■ WRITTEN INSTRUCTION 1
Answer these questions using the passage on business and brand growth:
(a) What did the daughter need in order to complete her assignment well?
(b) Where does the passage say growth happens?
(c) What does the passage say it is time to do if a business is not meeting the needs of the people it serves?
■ WRITTEN INSTRUCTION 2
Format part of the listing as a Markdown table with the columns Row and Line, where Row numbers each line and Line holds that line's text. Begin at the listing line that contains "Target: blonde hair", stop after the final line of the listing, and leave out blank lines.

■ SOURCE DOCUMENT

====================

My daughter didn’t need my definition of a car to complete her assignment well. She needed permission to draw it her way, within the actual requirements given. As business owners and brand builders, our job is often less about enforcing our own picture of “correct” and more about checking whether the real requirements — serving the customer, solving the problem, delivering the value — have actually been met.
That’s the space where growth happens. Not in constant reinvention, and not in stubborn repetition, but in the ongoing, honest conversation between what has always worked and what now needs to change.
So take a moment this week and look honestly at your business or brand. Are you still meeting the needs of the people you serve while staying true to your standards? If yes, good — protect it, refine it, keep going. If not, it’s time to go back to the drawing board. Reassess. Readjust. Move quickly, because the world isn’t waiting, and your customers’ tastes are already shifting toward whoever answers that shift first.

====================

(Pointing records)
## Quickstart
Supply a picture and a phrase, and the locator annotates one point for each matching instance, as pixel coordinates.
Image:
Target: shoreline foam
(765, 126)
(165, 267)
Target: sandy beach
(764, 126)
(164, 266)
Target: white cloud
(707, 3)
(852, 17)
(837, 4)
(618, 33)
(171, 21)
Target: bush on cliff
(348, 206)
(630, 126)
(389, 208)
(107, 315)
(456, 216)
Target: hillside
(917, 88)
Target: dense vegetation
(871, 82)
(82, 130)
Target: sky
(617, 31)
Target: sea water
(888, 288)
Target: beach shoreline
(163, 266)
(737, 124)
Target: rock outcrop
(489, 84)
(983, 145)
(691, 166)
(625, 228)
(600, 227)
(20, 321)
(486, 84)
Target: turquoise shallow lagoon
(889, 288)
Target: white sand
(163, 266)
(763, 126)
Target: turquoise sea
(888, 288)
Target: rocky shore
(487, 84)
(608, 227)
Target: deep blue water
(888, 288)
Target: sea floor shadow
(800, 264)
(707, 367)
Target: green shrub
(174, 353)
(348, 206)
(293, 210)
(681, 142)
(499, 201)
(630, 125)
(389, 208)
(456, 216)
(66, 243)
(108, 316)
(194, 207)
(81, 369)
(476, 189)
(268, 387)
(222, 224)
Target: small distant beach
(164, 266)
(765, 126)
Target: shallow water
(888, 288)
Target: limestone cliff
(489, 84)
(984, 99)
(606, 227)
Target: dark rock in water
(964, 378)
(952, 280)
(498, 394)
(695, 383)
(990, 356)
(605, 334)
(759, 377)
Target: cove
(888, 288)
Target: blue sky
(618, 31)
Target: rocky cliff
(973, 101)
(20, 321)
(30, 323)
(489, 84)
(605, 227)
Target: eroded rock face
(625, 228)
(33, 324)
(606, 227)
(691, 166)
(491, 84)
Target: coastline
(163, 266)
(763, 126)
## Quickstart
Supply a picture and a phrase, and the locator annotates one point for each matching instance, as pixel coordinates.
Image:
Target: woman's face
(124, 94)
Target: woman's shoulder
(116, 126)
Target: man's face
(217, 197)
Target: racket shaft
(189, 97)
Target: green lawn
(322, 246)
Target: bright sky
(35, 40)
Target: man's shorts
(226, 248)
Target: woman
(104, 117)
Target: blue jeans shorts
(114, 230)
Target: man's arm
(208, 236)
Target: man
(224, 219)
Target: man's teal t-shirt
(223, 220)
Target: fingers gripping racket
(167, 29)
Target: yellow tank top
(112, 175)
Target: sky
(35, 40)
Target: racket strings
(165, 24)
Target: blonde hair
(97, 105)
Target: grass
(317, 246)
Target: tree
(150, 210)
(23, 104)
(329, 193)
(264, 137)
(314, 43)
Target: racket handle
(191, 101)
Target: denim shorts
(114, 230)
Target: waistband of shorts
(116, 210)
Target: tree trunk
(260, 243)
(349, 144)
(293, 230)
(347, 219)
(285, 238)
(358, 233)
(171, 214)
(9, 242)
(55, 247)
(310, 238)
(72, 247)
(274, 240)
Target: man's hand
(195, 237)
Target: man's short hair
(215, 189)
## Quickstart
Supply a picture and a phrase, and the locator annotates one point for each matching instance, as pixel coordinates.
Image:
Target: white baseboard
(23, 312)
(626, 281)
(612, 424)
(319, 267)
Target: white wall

====================

■ EXPECTED ANSWER 1
(a) Permission to draw it her way, within the actual requirements given.
(b) In the ongoing, honest conversation between what has always worked and what now needs to change.
(c) Go back to the drawing board.

■ EXPECTED ANSWER 2
| Row | Line |
|---|---|
| 1 | Target: blonde hair |
| 2 | (97, 105) |
| 3 | Target: grass |
| 4 | (317, 246) |
| 5 | Target: tree |
| 6 | (150, 210) |
| 7 | (23, 104) |
| 8 | (329, 193) |
| 9 | (264, 137) |
| 10 | (314, 43) |
| 11 | Target: racket handle |
| 12 | (191, 101) |
| 13 | Target: denim shorts |
| 14 | (114, 230) |
| 15 | Target: waistband of shorts |
| 16 | (116, 210) |
| 17 | Target: tree trunk |
| 18 | (260, 243) |
| 19 | (349, 144) |
| 20 | (293, 230) |
| 21 | (347, 219) |
| 22 | (285, 238) |
| 23 | (358, 233) |
| 24 | (171, 214) |
| 25 | (9, 242) |
| 26 | (55, 247) |
| 27 | (310, 238) |
| 28 | (72, 247) |
| 29 | (274, 240) |
| 30 | Target: man's hand |
| 31 | (195, 237) |
| 32 | Target: man's short hair |
| 33 | (215, 189) |
| 34 | ## Quickstart |
| 35 | Supply a picture and a phrase, and the locator annotates one point for each matching instance, as pixel coordinates. |
| 36 | Image: |
| 37 | Target: white baseboard |
| 38 | (23, 312) |
| 39 | (626, 281) |
| 40 | (612, 424) |
| 41 | (319, 267) |
| 42 | Target: white wall |